━━━ Material for the task ━━━

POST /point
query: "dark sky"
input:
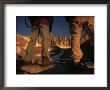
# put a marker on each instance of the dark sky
(59, 28)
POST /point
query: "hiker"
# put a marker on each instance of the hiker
(77, 24)
(40, 25)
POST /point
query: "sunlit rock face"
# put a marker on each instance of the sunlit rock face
(62, 42)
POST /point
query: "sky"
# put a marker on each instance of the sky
(59, 27)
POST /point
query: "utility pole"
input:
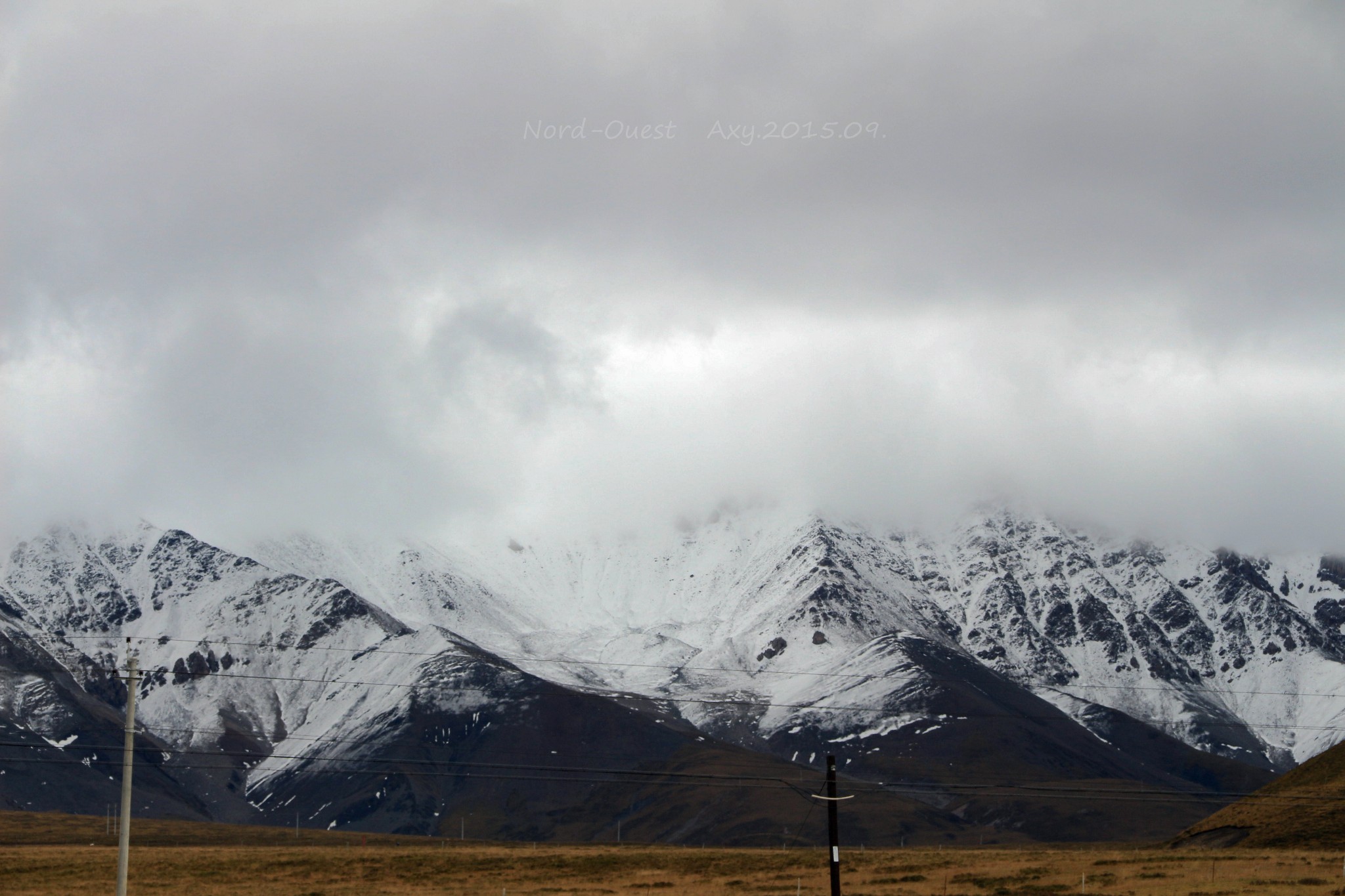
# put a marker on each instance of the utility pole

━━━

Exercise details: Rewrite every line of the listing above as a numbered list, skipping blank lines and leaving out the pictures.

Task response:
1. POST /point
2. query: "dark sky"
3. input:
4. # put a marker on each instance of the dark sky
5. (59, 28)
6. POST /point
7. query: "hiker"
8. # put a marker on each instance of the hiker
9. (77, 24)
10. (40, 25)
11. POST /point
12. query: "sunlit rock face"
13. # put a marker on each instance of the sunlit rock face
14. (62, 42)
15. POST /point
16. query: "sky"
17. # put a marker on each instance of the sky
18. (59, 27)
19. POST /point
20. query: "utility pole"
21. input:
22. # put a marker on each instance of the utility pole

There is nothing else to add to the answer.